**Problems and tasks**
• A. Using the oil price report, decide whether each statement agrees with it. Answer yes or no and quote the deciding words. (i) Saudi Aramco said it would cut the price of crude by $6 per barrel in April. (ii) By 8.15am GMT, Brent had fallen by a larger percentage than crude oil (CL=F). (iii) BP and Shell both fell over 20% at the open in London.
• B. According to the oil price report, how much did crude prices fall during the Gulf War, and in what year?

[[ Passage for review open ]]

Meanwhile US 10-year Treasury yields also sank to new record lows, and appeared set for their biggest one-day drop since 2011.

Oil crashes as Saudi Arabia starts price war

Crude oil suffered one of the biggest daily price falls on record on Monday, after Saudi Arabia moved to start a price war.

State oil company Saudi Aramco on Saturday said it would cut the price of crude by $6 (£4.5) per barrel in April, according to Reuters. It marks the steepest price cut ever from Saudi Arabia.

The price cut, and reports of a price war, sent international oil benchmarks tumbling on Monday morning. Crude oil (CL=F) fell 30% at the open in Asia and crude was still down 25% to $30.59 by 8.15am GMT. It marked the biggest one-day fall for crude prices since the Gulf War, when prices fell 34.8% in 1991. Brent (BZ=F) was down 23.7% to $34.52 at the same time.

Major oil companies saw steep share price declines and analysts warned US shale producers could face a credit crunches when markets open in North America later today. The currencies of major oil exporting nations also came under pressure.

“There are no winners only the less badly hurt,” UBS analyst Jon Rigby wrote in a note on Monday.

In London, BP (BP.L) and Shell (RDSB.L) both fell over 20% at the open. The steep declines contributed to a huge sell-off on the FTSE 100.

[[ Passage for review closed ]]
[[ Data extracts open ]]

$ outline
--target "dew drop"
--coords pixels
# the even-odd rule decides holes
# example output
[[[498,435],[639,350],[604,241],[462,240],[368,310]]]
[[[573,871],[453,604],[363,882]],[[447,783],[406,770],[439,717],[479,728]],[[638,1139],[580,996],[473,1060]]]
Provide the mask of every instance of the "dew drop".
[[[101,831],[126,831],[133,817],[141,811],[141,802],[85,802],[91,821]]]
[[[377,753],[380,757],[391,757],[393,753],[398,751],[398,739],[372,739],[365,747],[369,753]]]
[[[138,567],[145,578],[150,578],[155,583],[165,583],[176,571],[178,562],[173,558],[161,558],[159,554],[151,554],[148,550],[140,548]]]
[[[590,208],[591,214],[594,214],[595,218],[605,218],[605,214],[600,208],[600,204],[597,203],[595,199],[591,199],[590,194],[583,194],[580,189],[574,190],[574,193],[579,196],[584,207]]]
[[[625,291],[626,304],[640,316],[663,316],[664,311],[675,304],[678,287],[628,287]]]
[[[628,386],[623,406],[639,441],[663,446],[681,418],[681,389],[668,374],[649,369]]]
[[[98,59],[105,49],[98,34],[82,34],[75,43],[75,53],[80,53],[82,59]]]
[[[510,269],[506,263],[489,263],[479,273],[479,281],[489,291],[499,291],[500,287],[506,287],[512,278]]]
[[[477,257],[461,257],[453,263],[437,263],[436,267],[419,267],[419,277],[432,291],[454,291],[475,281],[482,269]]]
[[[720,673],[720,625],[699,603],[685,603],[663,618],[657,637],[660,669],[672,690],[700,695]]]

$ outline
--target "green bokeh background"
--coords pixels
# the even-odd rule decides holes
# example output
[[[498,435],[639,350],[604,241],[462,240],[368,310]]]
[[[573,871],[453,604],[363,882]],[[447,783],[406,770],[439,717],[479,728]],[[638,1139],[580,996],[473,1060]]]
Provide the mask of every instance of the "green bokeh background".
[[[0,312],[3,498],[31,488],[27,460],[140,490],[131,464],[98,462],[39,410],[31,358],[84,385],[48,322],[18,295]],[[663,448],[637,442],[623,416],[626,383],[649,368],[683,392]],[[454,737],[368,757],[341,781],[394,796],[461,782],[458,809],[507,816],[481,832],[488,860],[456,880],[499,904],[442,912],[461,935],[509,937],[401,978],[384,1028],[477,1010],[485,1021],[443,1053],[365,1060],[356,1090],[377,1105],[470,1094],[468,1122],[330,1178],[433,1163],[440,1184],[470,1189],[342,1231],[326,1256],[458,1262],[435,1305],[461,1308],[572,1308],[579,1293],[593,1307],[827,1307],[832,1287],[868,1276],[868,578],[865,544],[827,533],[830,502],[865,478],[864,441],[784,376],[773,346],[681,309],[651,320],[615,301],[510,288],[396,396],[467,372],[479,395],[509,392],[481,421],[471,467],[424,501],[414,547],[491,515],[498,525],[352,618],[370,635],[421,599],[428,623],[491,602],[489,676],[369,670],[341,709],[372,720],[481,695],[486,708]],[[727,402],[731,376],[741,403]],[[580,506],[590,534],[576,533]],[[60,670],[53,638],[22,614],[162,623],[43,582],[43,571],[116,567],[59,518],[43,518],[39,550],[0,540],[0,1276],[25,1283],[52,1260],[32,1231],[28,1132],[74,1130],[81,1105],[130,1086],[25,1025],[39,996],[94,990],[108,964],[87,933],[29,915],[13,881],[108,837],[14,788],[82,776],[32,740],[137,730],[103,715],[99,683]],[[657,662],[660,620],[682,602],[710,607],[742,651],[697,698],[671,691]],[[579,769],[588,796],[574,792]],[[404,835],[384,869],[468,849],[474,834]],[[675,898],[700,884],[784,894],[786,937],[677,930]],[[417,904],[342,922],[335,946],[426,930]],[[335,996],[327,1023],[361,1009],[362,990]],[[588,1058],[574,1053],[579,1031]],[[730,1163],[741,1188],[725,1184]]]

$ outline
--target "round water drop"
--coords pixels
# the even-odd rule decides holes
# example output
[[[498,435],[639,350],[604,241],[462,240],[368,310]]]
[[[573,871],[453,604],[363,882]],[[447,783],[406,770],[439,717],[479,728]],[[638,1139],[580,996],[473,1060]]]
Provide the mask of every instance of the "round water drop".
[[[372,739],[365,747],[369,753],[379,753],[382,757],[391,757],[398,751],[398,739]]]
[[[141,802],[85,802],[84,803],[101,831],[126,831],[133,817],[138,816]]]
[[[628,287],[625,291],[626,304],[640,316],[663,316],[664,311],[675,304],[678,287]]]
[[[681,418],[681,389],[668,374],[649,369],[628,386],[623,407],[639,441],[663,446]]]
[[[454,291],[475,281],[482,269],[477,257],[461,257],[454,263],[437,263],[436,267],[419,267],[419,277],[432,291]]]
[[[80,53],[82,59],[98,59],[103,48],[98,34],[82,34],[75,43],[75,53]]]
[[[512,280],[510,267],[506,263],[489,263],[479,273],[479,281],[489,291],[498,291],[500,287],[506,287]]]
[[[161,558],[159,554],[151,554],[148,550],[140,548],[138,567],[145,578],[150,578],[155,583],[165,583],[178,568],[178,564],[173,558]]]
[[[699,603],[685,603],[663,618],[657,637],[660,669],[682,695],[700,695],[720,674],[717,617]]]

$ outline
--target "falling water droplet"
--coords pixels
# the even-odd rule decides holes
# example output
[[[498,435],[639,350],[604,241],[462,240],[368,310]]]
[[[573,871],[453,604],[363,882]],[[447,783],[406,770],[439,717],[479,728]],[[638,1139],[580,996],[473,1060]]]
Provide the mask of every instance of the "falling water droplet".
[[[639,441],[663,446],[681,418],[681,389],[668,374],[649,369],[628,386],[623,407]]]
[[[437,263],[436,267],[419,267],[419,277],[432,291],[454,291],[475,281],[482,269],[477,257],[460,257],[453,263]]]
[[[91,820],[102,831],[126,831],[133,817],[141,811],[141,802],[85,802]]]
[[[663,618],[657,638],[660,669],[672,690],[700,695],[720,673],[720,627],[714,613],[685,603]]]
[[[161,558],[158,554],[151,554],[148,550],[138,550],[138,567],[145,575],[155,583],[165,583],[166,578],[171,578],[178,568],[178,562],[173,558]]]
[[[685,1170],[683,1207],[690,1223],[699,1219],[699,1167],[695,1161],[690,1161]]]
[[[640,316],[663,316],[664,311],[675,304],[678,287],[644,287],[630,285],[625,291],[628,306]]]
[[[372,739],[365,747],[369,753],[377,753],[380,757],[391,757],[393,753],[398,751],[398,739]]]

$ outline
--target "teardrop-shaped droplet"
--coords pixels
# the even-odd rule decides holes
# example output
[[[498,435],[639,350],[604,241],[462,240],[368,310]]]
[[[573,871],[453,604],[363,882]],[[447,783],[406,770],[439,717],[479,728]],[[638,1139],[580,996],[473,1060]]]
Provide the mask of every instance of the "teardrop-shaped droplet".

[[ Data extracts closed ]]

**Solutions in order**
• A.
(i) Yes: "State oil company Saudi Aramco on Saturday said it would cut the price of crude by $6 (£4.5) per barrel in April"
(ii) No: "crude was still down 25% to $30.59 by 8.15am GMT" and "Brent (BZ=F) was down 23.7% to $34.52 at the same time."
(iii) Yes: "In London, BP (BP.L) and Shell (RDSB.L) both fell over 20% at the open."

• B. 34.8%, in 1991.